- **What the task asks**: The required result is every line of the records that includes "handlebar".

- **Records shown**:
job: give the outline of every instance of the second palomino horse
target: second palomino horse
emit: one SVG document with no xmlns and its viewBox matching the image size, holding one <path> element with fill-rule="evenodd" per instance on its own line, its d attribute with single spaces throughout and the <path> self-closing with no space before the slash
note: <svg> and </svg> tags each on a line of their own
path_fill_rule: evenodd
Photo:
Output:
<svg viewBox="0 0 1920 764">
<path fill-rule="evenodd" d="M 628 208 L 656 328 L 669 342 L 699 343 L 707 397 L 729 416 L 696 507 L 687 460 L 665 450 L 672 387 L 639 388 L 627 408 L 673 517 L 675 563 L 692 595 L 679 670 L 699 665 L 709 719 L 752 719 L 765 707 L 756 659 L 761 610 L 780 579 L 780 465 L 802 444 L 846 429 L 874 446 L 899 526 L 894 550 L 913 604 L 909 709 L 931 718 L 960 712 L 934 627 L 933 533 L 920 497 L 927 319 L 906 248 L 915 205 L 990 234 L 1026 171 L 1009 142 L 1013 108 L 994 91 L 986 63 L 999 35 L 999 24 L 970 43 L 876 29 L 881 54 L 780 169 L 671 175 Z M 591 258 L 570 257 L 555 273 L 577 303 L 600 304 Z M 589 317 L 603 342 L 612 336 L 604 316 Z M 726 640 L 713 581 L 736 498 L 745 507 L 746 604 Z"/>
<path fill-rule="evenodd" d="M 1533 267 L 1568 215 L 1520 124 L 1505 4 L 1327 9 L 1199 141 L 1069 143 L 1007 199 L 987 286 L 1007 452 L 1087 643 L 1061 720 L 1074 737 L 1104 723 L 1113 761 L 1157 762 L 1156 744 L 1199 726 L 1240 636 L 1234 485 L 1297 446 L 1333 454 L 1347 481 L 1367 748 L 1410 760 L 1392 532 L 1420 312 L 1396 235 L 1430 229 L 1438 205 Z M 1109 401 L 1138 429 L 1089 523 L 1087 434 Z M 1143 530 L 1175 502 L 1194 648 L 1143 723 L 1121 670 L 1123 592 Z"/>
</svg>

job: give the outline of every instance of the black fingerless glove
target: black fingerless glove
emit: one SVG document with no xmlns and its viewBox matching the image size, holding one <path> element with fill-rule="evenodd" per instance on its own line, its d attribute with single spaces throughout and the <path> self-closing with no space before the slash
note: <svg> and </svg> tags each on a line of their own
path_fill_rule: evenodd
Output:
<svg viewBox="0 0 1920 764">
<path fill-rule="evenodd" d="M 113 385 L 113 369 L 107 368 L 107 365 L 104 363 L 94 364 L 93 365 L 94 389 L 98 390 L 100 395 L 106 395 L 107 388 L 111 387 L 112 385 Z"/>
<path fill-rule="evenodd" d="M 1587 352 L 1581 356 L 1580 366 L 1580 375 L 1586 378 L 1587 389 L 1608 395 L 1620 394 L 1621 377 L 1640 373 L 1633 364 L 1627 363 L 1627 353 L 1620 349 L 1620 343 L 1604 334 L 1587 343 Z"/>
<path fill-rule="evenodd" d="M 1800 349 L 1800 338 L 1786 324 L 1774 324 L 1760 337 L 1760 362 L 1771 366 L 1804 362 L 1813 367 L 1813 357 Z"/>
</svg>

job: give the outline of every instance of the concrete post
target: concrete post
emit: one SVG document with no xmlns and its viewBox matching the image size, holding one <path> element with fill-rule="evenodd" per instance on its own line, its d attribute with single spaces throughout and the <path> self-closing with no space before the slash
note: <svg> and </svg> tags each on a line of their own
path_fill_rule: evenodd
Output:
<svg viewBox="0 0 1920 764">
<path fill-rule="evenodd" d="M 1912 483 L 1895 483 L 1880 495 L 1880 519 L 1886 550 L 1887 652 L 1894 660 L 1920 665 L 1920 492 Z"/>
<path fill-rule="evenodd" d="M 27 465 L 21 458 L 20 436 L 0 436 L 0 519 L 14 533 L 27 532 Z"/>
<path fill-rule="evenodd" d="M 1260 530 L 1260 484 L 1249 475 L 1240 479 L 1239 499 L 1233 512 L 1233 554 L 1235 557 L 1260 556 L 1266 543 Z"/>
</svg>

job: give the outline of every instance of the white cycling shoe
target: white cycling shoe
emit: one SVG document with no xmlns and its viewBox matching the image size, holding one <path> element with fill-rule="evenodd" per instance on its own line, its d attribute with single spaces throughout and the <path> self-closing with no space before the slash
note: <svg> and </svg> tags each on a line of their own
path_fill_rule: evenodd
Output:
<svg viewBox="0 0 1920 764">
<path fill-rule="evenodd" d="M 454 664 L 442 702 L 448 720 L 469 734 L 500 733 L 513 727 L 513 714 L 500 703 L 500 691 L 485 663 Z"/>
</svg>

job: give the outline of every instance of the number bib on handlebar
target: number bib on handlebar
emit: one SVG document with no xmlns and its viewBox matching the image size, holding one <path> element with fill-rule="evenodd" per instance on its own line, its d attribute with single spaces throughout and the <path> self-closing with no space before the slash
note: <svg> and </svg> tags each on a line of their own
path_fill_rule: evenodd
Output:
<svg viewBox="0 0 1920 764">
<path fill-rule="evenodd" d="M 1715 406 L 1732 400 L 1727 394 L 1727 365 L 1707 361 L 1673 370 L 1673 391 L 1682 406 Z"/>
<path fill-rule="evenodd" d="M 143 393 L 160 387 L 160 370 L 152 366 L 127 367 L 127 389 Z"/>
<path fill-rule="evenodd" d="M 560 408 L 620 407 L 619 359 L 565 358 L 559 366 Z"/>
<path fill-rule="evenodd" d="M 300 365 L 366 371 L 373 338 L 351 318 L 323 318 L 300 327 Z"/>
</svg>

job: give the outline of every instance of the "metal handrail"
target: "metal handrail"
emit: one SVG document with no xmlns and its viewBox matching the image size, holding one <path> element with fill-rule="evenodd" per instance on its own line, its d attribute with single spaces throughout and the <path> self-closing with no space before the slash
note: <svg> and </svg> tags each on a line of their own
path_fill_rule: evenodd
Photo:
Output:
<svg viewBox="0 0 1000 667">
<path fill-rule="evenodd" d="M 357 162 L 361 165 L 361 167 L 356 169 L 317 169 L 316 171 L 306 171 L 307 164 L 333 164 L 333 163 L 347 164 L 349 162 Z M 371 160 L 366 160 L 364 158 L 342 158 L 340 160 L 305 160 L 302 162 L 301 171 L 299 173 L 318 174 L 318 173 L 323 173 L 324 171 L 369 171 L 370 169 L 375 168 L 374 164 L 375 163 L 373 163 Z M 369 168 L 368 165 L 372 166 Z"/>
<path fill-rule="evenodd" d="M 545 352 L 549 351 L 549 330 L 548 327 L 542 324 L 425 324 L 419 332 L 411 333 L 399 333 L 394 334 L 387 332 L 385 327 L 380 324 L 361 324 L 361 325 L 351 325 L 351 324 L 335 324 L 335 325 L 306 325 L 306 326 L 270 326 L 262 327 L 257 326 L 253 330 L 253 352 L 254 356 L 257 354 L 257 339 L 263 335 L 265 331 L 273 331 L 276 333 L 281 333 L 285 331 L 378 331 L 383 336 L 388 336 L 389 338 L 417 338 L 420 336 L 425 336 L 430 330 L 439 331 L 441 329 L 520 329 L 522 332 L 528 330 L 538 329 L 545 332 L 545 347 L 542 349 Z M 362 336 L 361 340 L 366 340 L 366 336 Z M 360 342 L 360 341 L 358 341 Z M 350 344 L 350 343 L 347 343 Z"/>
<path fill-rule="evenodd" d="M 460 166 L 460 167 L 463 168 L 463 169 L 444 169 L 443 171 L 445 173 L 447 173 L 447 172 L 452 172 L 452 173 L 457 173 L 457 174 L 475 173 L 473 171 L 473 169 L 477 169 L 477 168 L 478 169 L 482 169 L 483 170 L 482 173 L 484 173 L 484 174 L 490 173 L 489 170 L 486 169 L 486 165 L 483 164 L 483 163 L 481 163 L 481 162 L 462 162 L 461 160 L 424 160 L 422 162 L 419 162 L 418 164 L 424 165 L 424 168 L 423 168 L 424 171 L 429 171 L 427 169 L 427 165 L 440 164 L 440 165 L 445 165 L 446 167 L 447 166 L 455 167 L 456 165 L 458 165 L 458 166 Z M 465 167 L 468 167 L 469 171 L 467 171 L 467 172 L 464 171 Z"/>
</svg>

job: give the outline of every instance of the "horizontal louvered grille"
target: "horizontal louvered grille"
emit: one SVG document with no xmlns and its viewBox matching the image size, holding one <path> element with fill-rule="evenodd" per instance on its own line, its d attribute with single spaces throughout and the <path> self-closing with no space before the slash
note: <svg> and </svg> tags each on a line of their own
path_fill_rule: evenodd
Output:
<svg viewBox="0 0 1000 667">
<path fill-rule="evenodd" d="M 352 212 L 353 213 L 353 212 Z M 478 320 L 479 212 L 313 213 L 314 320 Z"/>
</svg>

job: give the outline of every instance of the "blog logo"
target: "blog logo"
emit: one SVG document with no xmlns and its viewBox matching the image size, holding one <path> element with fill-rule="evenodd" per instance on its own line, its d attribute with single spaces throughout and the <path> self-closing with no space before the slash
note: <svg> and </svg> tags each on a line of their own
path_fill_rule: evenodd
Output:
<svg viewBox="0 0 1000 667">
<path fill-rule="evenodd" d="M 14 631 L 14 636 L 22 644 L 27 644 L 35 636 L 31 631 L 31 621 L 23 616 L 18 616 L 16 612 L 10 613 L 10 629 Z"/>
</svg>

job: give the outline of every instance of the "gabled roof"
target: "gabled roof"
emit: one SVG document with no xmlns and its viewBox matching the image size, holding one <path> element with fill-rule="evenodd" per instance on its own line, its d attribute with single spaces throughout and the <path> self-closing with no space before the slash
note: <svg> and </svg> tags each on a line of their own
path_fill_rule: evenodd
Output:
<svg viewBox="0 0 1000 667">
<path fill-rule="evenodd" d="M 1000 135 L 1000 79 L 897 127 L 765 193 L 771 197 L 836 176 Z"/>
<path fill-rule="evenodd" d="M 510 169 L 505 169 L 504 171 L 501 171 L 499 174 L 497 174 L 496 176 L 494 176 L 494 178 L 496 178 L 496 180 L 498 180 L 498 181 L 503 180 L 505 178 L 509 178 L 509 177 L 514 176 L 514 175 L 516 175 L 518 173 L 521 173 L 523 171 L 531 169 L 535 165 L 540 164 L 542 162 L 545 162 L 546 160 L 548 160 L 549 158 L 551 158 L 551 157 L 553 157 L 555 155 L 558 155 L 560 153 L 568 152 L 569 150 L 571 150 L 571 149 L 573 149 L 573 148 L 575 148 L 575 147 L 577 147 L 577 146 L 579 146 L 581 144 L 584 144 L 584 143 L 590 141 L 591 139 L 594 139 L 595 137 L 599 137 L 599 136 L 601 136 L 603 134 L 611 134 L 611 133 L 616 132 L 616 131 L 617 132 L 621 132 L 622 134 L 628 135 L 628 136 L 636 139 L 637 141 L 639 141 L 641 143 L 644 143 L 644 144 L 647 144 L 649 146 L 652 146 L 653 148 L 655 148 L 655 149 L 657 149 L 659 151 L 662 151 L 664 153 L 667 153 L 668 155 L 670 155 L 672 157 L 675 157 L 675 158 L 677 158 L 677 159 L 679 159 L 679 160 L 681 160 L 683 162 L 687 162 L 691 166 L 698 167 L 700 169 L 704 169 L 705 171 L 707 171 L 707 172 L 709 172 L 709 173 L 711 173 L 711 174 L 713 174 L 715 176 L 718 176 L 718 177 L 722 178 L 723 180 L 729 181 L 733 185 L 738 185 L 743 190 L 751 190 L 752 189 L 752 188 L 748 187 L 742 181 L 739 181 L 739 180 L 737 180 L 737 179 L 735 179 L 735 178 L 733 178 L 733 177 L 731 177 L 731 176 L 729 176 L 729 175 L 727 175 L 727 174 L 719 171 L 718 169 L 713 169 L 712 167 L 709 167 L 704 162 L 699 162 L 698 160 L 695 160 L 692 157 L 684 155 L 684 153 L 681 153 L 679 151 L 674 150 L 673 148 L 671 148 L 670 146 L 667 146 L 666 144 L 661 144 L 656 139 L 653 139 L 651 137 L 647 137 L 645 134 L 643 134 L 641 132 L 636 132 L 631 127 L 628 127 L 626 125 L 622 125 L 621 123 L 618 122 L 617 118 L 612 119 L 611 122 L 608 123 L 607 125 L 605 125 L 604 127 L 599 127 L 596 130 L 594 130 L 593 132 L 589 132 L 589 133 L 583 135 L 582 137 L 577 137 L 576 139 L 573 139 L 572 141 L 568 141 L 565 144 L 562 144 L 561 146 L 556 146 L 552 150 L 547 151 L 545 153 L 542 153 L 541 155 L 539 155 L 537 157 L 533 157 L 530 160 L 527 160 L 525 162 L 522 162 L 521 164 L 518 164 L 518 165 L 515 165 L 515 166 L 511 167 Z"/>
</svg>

- **Answer section**:
job: give the outline of every instance of the number bib on handlebar
target: number bib on handlebar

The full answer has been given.